Reports of Brig. Gen. J. H. Hobart Ward,
U. S. Army, commanding Second Brigade and First Division
O.R.--SERIES I--VOLUME XXVII/1 [S# 43] -- Gettysburg Campaign

HDQRS. SECOND BRIG., FIRST DIV., THIRD CORPS,
August 4, 1863.

Capt. W. F. A. TORBERT,
Actg. Asst. Adjt. Gen., Third Army Corps.

        CAPTAIN: I have the honor to transmit a report of the action and movements of my brigade on July 1, 2, 3, and 4.
        This brigade with the other brigades of the division arrived at Emmitsburg, Md., on July 1, at 3 p.m., and, while making dispositions for bivouacking for the night, received orders to proceed to Gettysburg, 10 miles distant, to support the First and Eleventh Corps, then engaged with the enemy. The command arrived at Gettysburg about dark by a forced march over horrible roads, and bivouacked for the night.
        On the morning of the 2d, by direction of Major-General Birney, the brigade took a temporary position about 1 mile in rear of the Emmitsburg road, which was subsequently changed to a position at right angles with the Emmitsburg road, the left resting on a rocky eminence near Round Top or Sugar Loaf hill, that being the extreme left of the army. Previous to this the two regiments of sharpshooters and the Third Maine Regiment, all under command of Colonel Berdan, were detached to make a reconnaissance. Colonel Berdan's report is hereto annexed.

[GIVEN DATA]
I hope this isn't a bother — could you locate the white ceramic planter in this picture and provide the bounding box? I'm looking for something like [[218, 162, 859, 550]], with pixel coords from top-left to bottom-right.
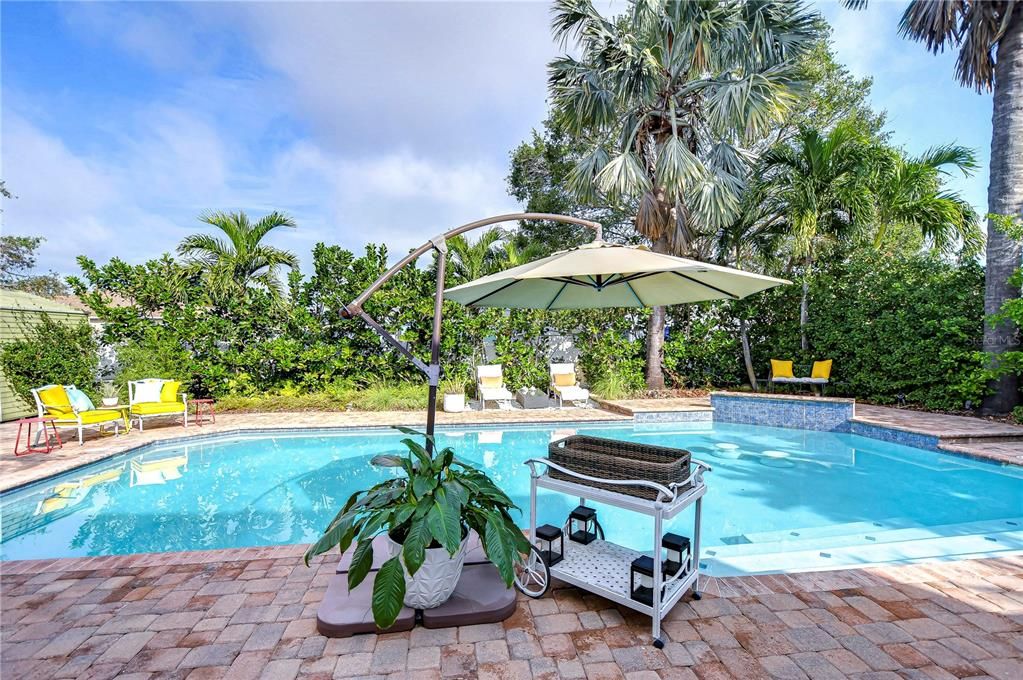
[[388, 536, 469, 609], [444, 394, 465, 413]]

[TASK DESCRIPTION] Continue the brigade report on Gettysburg above, beginning after its final sentence.

[RIGHT ANSWER]
        After placing my brigade in the position assigned, Major Stoughton, of the Second U.S. Sharpshooters, reported to me with his command. I directed him to advance his command as skirmishers across the field in front of mine for half a mile and await further orders. They had scarcely obtained the position designated before the skirmishers of the enemy issued from a wood in front, followed by heavy lines of infantry. Captain Smith's battery of rifled guns, posted on the eminence on my left, opened on the advancing enemy, as well as Captain Winslow's battery on my right, the enemy replying from a battery near the Emmitsburg road. The supports of the first two lines of the enemy were now-coming up in columns en masse, while we had but a single line of battle to receive the shock. Our skirmishers were now forced to draw back. My line awaited the clash. To the regiments on the right, who were sheltered in a wood, I gave directions not to fire until they could plainly see the enemy; to those who were on the left, not to fire at a longer distance than 200 yards.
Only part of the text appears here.